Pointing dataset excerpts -
— START —

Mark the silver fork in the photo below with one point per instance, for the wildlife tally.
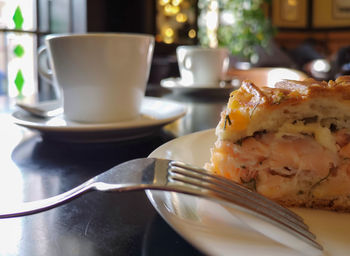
(168, 175)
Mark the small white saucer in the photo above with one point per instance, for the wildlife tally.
(178, 86)
(155, 113)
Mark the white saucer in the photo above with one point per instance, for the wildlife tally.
(178, 86)
(216, 230)
(155, 113)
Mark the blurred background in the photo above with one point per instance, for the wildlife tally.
(308, 35)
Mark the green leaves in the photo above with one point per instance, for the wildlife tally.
(251, 28)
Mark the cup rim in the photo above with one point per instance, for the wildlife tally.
(96, 35)
(201, 48)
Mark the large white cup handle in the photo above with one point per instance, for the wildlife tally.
(43, 65)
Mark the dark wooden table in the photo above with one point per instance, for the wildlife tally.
(97, 223)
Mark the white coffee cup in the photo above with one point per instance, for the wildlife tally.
(102, 77)
(200, 66)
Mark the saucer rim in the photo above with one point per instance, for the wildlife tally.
(177, 81)
(72, 126)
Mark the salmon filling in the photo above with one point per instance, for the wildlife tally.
(285, 166)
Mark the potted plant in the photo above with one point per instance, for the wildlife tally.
(239, 25)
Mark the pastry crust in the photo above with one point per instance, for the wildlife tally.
(252, 109)
(290, 143)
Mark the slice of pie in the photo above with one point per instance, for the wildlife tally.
(290, 143)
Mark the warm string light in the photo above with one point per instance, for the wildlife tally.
(173, 15)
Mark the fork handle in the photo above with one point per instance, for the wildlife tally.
(28, 208)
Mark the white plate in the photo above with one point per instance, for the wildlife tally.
(177, 86)
(214, 229)
(155, 113)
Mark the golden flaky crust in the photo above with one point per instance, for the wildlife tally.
(290, 143)
(253, 108)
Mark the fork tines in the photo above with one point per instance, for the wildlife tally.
(243, 198)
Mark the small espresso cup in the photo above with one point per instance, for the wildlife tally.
(102, 77)
(200, 66)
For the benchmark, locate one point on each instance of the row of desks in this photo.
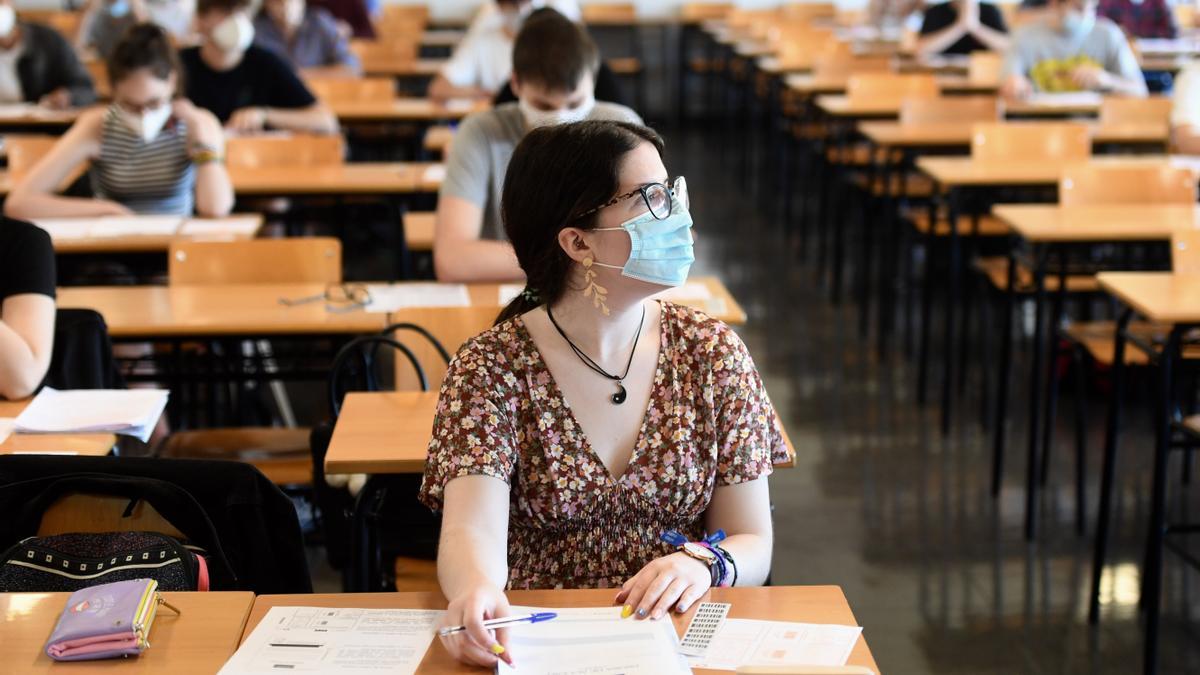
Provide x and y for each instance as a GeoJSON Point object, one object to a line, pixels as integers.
{"type": "Point", "coordinates": [211, 626]}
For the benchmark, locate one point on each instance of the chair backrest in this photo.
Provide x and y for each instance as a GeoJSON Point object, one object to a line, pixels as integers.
{"type": "Point", "coordinates": [943, 109]}
{"type": "Point", "coordinates": [24, 151]}
{"type": "Point", "coordinates": [301, 260]}
{"type": "Point", "coordinates": [357, 90]}
{"type": "Point", "coordinates": [1135, 111]}
{"type": "Point", "coordinates": [1186, 251]}
{"type": "Point", "coordinates": [301, 150]}
{"type": "Point", "coordinates": [891, 87]}
{"type": "Point", "coordinates": [1030, 141]}
{"type": "Point", "coordinates": [1097, 184]}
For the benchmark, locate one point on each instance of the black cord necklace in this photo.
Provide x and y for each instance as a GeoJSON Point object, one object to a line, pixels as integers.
{"type": "Point", "coordinates": [619, 396]}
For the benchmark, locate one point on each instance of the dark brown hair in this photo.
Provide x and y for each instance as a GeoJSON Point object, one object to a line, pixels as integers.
{"type": "Point", "coordinates": [205, 6]}
{"type": "Point", "coordinates": [556, 173]}
{"type": "Point", "coordinates": [144, 46]}
{"type": "Point", "coordinates": [553, 52]}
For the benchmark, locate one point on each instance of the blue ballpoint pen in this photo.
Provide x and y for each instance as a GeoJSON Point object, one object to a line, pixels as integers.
{"type": "Point", "coordinates": [535, 617]}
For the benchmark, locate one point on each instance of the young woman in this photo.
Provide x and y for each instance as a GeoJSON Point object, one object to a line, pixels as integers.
{"type": "Point", "coordinates": [593, 423]}
{"type": "Point", "coordinates": [150, 151]}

— END —

Written exercise -
Restate the data above exactly, stripping out each image.

Result of this task -
Mark the silver fork in the photo below with one point per instance, for the wildlife tally.
(168, 175)
Mark the small white saucer in the photo above with one point per instance, for the wildlife tally.
(178, 86)
(155, 113)
Mark the white saucer in the photo above with one point per instance, for the wildlife tally.
(178, 86)
(216, 230)
(155, 113)
Mark the blurred background in the photo above with one point per instance, for the wildlife tally.
(308, 35)
Mark the green leaves in the photo above with one point per instance, for the wildlife tally.
(251, 28)
Mark the cup rim in the photo above with one point per instance, for the wildlife tally.
(96, 35)
(201, 48)
Mark the large white cup handle in the photo above with one point per instance, for the wildlife tally.
(43, 65)
Mark the dark wooden table in the photo above with one point per instance, for the wildlife tally.
(97, 223)
Mark the white coffee cup in the photo above with one point per instance, for the wildlife tally.
(102, 77)
(200, 66)
Mark the saucer rim in the photo above with one point per instance, for the wildlife tally.
(177, 81)
(72, 126)
Mark the salmon filling in the photo above with one point per instance, for the wildlife tally.
(285, 166)
Mark the potted plant in the photo above with one point per instance, for the wildlife tally.
(239, 25)
Mark the pastry crust in the photo above with one point per instance, for the wildlife tally.
(252, 109)
(290, 143)
Mark the slice of pie in the photo above with one point per instance, for the wildlife tally.
(290, 143)
Mark the warm string light in the photo above with one point per instance, for the wildlife tally.
(173, 15)
Mark the fork handle in the photo above with one point per instance, for the wildlife tally.
(28, 208)
Mark the white plate in the photo above with one point per instance, for the wildlife tally.
(177, 86)
(214, 229)
(155, 113)
Mark the golden flaky crust in the photo above with one point per instance, for the wildlife tally.
(290, 143)
(253, 108)
Mark the fork tines in the photo above with one point per instance, for the wildlife tally.
(243, 198)
Mark the small espresso cup in the photo above with one point per instance, for the wildlife tally.
(102, 77)
(200, 66)
For the benchmark, locate one point on each instance of the row of desks in this photo.
Provide x and y for each instance as a GeoJSON Point object, one object to a line, pixels as integers.
{"type": "Point", "coordinates": [211, 626]}
For the benchmark, locate one point on each instance of the chair backrest in this photo.
Provide x and y for each instance as a GeoJSON Point object, one object to a line, pixels as integers.
{"type": "Point", "coordinates": [943, 109]}
{"type": "Point", "coordinates": [24, 151]}
{"type": "Point", "coordinates": [301, 260]}
{"type": "Point", "coordinates": [357, 90]}
{"type": "Point", "coordinates": [1135, 111]}
{"type": "Point", "coordinates": [1186, 251]}
{"type": "Point", "coordinates": [301, 150]}
{"type": "Point", "coordinates": [891, 87]}
{"type": "Point", "coordinates": [1030, 141]}
{"type": "Point", "coordinates": [1097, 184]}
For the benchmark, locate one point on each instance of the black cord necklace in this photo.
Provide x and y for each instance as a GeoJSON Point object, one object to a line, pixels as integers.
{"type": "Point", "coordinates": [619, 396]}
For the benchmark, locate one point on each instance of the dark brown hair in this photo.
Provide x and y for each instance as a GeoJSON Point object, one object to a line, pixels as integers.
{"type": "Point", "coordinates": [205, 6]}
{"type": "Point", "coordinates": [556, 173]}
{"type": "Point", "coordinates": [144, 46]}
{"type": "Point", "coordinates": [553, 52]}
For the benchmark, locate one point on each instance of the blue ballpoint pen in this photo.
Provide x and y for each instance as a GeoJSON Point object, one object to a line, pixels as integers.
{"type": "Point", "coordinates": [535, 617]}
For the benchmark, locate one point on each instance of the young woman in this photo.
Provide x and y for each instance as a GeoJSON Point object, one object to a line, pixels as integers.
{"type": "Point", "coordinates": [593, 423]}
{"type": "Point", "coordinates": [150, 151]}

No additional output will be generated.